> Trecho da página
————

O baiano Jorge
Cravo esteve presente em alguns dos momentos fundamentais da música nacional
e dos EUA, entre as décadas de 40 e 60
José Teles
teles@jc.com.br
Para o escritor
Ruy Castro se Forrest Gump houvesse sido inspirado em um brasileiro, seria
no baiano Jorge Cravo, testemunha e participante de alguns dos grandes
momentos da história da música popular do século passado. Jorge Cravo (irmão
mais novo do escultor Mário Cravo) está hoje com 80 anos e contou suas
peripécias na biografia O caçador das bolachas perdidas (Editora Record, R$
33). O livro não é lançamento, mas passou despercebido quando foi publicado,
há quatro anos, e merece mais leitores. O autor não é nenhuma celebridade,
nem dono de feitos extraordinário. Apenas estava nos lugares certos, nos
momentos certos.
Filho de um
rico exportador de café, Jorge Cravo tinha 20 anos quando foi estudar, em
1947, nos Estados Unidos. A Syracuse University foi logo trocada por Nova
Iorque, que vivia um dos períodos musicais mais férteis.O jovem ex-estudante
brasileiro viu, conviveu, testemunhou parte da carreira de Billie Hollyday,
Charlie Parker, Nat King Cole, Billy Eckstine. Sua sorte para conhecer
famosos começou em Salvador. Em 1942, por exemplo, o cineasta Orson Welles,
a quem foi pedir um autógrafo e de quem acabou amigo. Orlando Silva, então
no auge da carreira, Jorge Cravo também conheceu e dele ficou amigo, em
Salvador. O dono do hotel, amigo do pai de Cravinho (apelido pelo qual
atende até hoje), facilitou a apresentação. No show que fez na capital
baiana, o adolescente teve a honra de sentar na primeira fila. Orlando
Silva:: “...quase não acreditei quando, tapando o microfone com a mão, ele
se virou para mim, que estava sentado perto do palco, e perguntou: - O que
você quer ouvir?”. Cravinho lembra que para mostrar que conhecia o
repertório de Orlando Silva pediu a valsa Num galho de acácia. Cometeu uma
gafe. Porque o cantor havia interpretado aquela música uma vez num programa
da Rádio Nacional, mas não a gravara, e a orquestra não tinha feito arranjo
para esta. Ele pediu outra, mas fácil, Coqueiro velho.

————

> Dados disponíveis
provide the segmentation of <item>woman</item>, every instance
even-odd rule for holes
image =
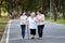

————

> Trabalho a concluir
(a) No texto sobre Jorge Cravo, qual universidade ele logo trocou por Nova Iorque?
(b) Prossiga o texto sobre Jorge Cravo a partir da última frase apresentada.

> Respostas dos problemas
(a) A Syracuse University.

(b)
O seu
primeiro contato com o jazz não poderia se mais auspicioso. Presenciou,
ainda em Syracuse, a primeira e mais elogiada fase de Nat King Cole, com um
trio, no qual ele tocava piano acompanhado por Irving Ashby, na guitarra, e
Joe Confort, no contrabaixo. Nos anos 40, os cinemas nova-iorquinos
apresentavam, entre um filme e outro, shows com cantores, cômicos,
orquestras: “Quando o show me empolgava, esperava terminar a apresentação,
escondia-me no toalete e lá ficava durante o filme, à espera do show
seguinte. Lembro de ter assistido a três shows de Billie Holiday numa mesma
tarde”, recorda “Cravinho”, que chegou a seguir a cantora até um restaurante
chinês onde ele tomava uns uísques nos intervalos dos shows. Quis pedir um
autógrafo, mas não teve coragem. De volta ao Brasil escreveu-lhe uma carta
sondando a possibilidade de trazê-la para shows em Salvador. A cantora
respondeu a carta e disse que poderia ir cantar no Rio, sugerindo que o
rapaz procurasse Jorge Guinle, o milionário e profundo conhecedor de jazz.
Cravo não procurou Guinle. Pior, perdeu a carta: “Recordo-me vagamente de
tê-la guardado dentro de algum livro ou, talvez, dentro de algum LP de
Billie, que vendi para os americanos nos anos 90. Se foi esse o caso,
imagino o susto do comprador ao abrir o disco, e dele cair um envelope com
uma carta de Billie Holiday”.
Jorge Cravo
conta que num mesmo dia podia assistir à orquestra de Duke Ellington, com
Mel Tormé nos vocais, e logo depois Billy Eckstine em dupla com Sarah
Vaughan, com direito a uma canja de Charlie Parker. Nos EUA, ele conheceu
também brasileiros que cantavam por lá, Os Anjos do Inferno, com Lúcio
Alves, Carmem Miranda, cuja casa visitou em Los Angeles, Dick Farney, Ary
Barroso, em seus tempos de compositor para a Disney. De volta a Salvador no
final dos anos 40, um das primeiras amizades que fez foi com um cantor do
interior chamado João Gilberto. Cravo conta também suas hilariantes
aventuras na Copa de 58, e como foi cicerone de Garrincha na Suécia.
Ao longo dos
anos tornou-se dono de uma das maiores e mais seletas coleções de discos do
País. Fez parte de um grupo de especialistas em música popular e diz que só
perde em conhecimento de especificidades no assunto para o jornalista Ivan
Lessa. Em meados dos anos 90, começou a gravar os álbuns em fitas e
desfez-se da maioria dos discos.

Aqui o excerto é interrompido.